Description of the task:
Please print the data below, starting at the line with "the textured ceiling" and continuing up to and including the line with "x=444, y=38". Reproduce every line in that span character for character.

══════════════════════════════

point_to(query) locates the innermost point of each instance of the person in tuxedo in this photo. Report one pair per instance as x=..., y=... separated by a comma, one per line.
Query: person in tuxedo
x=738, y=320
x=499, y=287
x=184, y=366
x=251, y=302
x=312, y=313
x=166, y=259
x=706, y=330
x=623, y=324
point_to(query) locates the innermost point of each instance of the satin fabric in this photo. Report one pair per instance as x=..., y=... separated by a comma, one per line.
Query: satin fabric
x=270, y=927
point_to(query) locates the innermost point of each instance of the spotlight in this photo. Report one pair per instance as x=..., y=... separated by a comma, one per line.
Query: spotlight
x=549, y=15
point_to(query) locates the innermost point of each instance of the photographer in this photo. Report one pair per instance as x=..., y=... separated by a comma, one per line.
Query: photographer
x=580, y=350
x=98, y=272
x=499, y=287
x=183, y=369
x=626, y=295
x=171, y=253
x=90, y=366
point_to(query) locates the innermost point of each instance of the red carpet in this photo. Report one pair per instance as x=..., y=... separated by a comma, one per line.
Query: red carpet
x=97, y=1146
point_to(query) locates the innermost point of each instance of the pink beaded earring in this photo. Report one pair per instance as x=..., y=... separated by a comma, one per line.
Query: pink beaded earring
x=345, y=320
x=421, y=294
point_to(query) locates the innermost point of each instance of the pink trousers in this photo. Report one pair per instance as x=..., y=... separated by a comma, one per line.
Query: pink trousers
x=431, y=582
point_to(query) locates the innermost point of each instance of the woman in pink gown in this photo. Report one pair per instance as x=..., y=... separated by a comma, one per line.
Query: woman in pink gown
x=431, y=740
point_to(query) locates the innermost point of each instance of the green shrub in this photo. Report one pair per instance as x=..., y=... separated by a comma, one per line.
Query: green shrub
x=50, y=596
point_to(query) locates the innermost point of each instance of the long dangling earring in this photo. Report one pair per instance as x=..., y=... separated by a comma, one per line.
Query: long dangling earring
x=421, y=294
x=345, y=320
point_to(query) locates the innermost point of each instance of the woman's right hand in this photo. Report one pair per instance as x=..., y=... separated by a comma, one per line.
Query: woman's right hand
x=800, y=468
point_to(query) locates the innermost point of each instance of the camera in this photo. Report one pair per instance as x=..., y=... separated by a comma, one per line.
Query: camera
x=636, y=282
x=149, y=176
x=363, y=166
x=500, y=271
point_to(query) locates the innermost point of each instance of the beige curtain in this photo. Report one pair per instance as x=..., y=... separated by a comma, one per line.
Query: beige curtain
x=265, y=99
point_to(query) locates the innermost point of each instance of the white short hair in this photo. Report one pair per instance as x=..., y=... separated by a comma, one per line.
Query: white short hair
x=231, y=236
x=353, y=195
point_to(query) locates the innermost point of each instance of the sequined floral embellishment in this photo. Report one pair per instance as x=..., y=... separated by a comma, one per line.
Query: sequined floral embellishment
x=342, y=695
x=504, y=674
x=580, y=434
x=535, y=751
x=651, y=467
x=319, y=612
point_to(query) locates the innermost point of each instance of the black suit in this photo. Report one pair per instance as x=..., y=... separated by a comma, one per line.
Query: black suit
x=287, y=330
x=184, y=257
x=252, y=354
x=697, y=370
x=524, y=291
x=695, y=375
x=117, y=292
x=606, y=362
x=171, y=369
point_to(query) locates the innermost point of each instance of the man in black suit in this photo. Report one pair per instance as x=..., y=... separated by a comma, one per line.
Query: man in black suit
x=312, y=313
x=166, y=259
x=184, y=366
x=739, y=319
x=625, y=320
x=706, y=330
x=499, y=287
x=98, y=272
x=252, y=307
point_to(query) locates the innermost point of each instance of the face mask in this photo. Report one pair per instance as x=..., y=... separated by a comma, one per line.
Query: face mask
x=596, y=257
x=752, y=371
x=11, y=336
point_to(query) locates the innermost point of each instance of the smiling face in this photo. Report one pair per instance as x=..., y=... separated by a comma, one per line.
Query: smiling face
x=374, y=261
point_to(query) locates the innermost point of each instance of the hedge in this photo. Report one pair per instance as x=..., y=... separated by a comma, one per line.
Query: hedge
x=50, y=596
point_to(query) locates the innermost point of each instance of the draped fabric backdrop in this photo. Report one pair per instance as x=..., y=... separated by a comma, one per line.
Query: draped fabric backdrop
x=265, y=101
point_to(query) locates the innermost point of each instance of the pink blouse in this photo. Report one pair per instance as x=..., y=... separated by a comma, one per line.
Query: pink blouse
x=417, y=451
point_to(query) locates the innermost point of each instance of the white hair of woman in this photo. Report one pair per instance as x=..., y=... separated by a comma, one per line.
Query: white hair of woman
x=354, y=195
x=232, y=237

══════════════════════════════

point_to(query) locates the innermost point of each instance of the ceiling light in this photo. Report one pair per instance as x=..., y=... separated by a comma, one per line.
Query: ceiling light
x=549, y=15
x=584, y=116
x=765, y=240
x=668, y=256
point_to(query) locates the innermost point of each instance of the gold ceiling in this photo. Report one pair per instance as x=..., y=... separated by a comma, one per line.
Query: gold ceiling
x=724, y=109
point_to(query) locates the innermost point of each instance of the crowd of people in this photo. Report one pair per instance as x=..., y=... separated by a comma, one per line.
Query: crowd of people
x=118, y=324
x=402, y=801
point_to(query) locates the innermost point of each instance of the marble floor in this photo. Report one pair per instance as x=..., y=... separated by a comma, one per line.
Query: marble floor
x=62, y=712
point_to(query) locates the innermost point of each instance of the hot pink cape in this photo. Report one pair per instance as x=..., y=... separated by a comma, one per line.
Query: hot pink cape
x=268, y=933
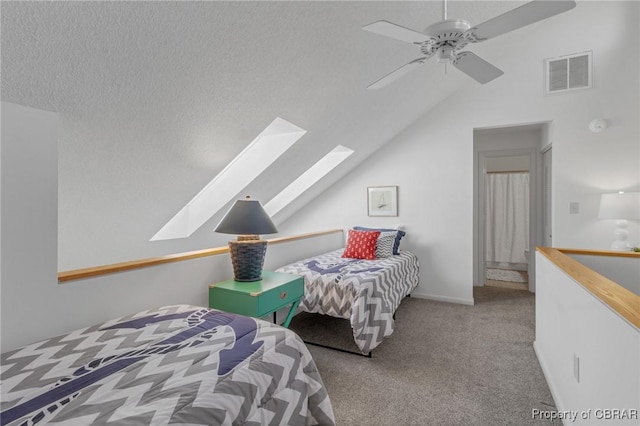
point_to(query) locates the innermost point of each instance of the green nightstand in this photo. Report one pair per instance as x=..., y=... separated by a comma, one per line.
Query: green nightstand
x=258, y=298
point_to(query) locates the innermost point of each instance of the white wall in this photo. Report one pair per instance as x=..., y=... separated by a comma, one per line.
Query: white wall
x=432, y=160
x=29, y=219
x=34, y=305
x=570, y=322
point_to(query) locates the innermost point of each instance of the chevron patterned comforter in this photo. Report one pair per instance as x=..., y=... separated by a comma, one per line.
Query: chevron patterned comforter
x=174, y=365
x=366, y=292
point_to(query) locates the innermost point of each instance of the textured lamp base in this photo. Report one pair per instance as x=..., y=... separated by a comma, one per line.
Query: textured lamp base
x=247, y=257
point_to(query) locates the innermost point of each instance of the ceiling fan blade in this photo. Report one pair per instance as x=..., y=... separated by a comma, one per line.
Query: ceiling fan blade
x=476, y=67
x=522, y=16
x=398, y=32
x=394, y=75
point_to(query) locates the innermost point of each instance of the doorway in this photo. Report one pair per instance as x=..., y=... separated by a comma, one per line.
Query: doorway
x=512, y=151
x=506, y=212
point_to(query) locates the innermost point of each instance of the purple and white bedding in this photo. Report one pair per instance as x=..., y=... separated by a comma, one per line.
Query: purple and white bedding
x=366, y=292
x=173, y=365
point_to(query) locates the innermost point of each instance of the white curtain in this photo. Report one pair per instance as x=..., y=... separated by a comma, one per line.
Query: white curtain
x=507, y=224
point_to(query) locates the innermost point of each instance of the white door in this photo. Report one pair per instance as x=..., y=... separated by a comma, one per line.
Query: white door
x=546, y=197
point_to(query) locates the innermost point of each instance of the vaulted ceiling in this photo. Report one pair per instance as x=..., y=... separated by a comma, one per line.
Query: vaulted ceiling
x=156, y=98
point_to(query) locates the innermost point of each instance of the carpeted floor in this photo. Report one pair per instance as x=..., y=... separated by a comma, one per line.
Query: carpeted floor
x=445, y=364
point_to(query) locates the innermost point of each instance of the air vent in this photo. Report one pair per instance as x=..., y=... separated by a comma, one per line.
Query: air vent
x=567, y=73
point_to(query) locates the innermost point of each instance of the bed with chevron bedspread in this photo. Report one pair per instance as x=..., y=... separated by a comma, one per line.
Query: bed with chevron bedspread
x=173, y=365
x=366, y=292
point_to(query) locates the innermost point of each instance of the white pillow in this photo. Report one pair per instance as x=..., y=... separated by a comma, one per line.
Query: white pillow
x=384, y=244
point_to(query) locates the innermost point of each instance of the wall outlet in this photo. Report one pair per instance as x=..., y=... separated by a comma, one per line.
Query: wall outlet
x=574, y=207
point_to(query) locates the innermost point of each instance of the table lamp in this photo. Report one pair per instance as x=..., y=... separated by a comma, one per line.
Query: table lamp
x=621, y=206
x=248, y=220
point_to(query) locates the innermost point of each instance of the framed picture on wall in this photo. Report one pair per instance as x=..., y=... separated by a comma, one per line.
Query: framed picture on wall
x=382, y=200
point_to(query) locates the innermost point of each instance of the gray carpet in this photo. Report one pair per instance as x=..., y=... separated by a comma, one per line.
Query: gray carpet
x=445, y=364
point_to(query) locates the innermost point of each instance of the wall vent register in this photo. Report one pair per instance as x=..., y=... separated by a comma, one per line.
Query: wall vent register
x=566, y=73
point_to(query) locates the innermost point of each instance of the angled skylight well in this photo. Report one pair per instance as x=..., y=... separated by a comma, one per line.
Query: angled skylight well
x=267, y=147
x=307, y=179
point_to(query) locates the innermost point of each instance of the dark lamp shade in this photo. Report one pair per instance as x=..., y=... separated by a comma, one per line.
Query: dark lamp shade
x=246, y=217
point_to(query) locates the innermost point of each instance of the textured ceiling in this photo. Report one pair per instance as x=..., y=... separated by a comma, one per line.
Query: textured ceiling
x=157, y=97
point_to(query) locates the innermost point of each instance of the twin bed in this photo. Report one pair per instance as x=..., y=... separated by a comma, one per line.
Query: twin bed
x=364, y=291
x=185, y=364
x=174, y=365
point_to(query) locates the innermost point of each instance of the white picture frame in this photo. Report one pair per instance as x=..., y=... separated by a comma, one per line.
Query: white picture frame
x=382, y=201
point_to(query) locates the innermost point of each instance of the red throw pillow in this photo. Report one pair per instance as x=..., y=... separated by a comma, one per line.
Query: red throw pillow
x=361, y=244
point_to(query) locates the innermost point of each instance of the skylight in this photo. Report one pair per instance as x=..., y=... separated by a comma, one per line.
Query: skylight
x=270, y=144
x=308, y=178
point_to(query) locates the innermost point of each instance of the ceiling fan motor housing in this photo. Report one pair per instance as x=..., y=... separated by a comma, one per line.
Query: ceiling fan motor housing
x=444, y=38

══════════════════════════════

Exercise answer:
point_to(query) locates the innermost point of each instance of the textured ceiling in this photo. Report one pair per instance as x=..., y=... separated by a comma, one per line.
Query: textured ceiling
x=157, y=97
point_to(query) locates the innermost point of each instance of the twin bed in this photo. Report one pair per instance as x=..., y=... separated by a comma, one per line.
Query: twin bed
x=364, y=291
x=185, y=364
x=174, y=365
point_to(query) locates the innermost point of each instance of the white picture frame in this photo. Report one pair per instance as x=..., y=... separated by a comma, one per line.
Query: white picture frame
x=382, y=201
point_to(query) locates the innermost point of each instance of the red throw pillow in this photo. Report one pair per instance as x=..., y=... separated by a comma, one per line.
Query: red throw pillow
x=361, y=244
point_to(query) locates the innermost point of each instance of the skylight in this photo. Report one pair per instance as x=..., y=... separated by a comma, one per line.
Query: skylight
x=270, y=144
x=308, y=178
point_to(query) locates the innermost point of each instance of the ceiling fan motor housing in this photo. Report one pair per instance as x=..., y=... separated by a comma, one per line.
Query: ceiling fan motor housing
x=444, y=38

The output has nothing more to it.